### [Excerpted text]
>>>
I concur with the recommendation for investigating the recordings of Gordon Bok, Ann Mayo Muir, and Ed Trickett (HERE and HERE). My singing voice is similar to Gordon Bok's (not saying it's as good as, just similar—I can sing the songs he sings in the same keys) and I like the songs he does, so I've stolen stuff off his records wholesale. Always goes over well with an audience.

A couple of others that I haven't seen mentioned yet who are well worth looking into—essential, really—are Peggy Seeger, Pete's half-sister (HERE) and the late Ewan MacColl (HERE), who worked together for years. Peggy is a virtuoso on 5-string banjo and guitar (Pete has said, "Peggy's the musician in the family.") and her voice is perfect for folk songs and ballads. MacColl wrote a lot of songs, but he has also recorded a huge amount of traditional material, especially Scottish.

I've met both Peggy and Ewan a couple of times, and in addition to being outstanding performers and very knowledgeable, they are about the nicest people you could meet. They definitely belong in the very nucleus of the record collection of anyone seriously interested in folk music (also, it's great stuff to learn and sing!).
<<<
### [Directives]
A. Answer these questions from the folk music post:
(i) Whose singing voice does the writer say is similar to their own?
(ii) On which instruments is Peggy Seeger called a virtuoso?
(iii) What kind of traditional material did Ewan MacColl especially record?
B. Update the folk music post from "A couple of others" to "material, especially Scottish.", putting "Irish" in place of "Scottish".
The listing comes from a separate, unrelated source.

### [Supplied data]
>>>
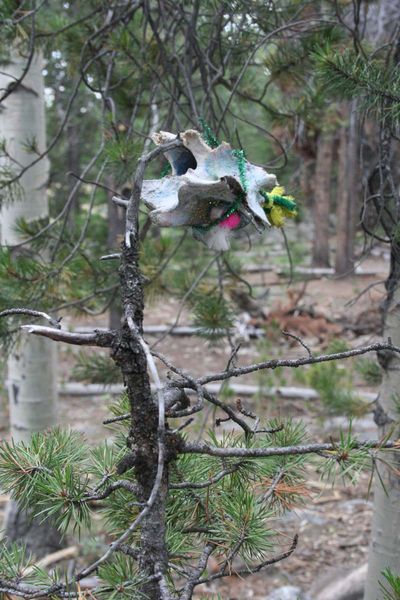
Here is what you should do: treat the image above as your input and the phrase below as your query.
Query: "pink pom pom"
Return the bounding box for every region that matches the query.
[219,213,240,229]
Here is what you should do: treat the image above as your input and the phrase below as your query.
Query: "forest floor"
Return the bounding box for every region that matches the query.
[0,229,388,600]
<<<
### [Solution set]
A.
(i) Gordon Bok's
(ii) 5-string banjo and guitar
(iii) Scottish

B.
A couple of others that I haven't seen mentioned yet who are well worth looking into—essential, really—are Peggy Seeger, Pete's half-sister (HERE) and the late Ewan MacColl (HERE), who worked together for years. Peggy is a virtuoso on 5-string banjo and guitar (Pete has said, "Peggy's the musician in the family.") and her voice is perfect for folk songs and ballads. MacColl wrote a lot of songs, but he has also recorded a huge amount of traditional material, especially Irish.